Data listing:
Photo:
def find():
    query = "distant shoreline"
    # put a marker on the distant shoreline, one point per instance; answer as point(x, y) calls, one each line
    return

Exercise goal: Identify every line above that includes the word "shoreline", and show those lines.

Expected answer:
    query = "distant shoreline"
    # put a marker on the distant shoreline, one point per instance; answer as point(x, y) calls, one each line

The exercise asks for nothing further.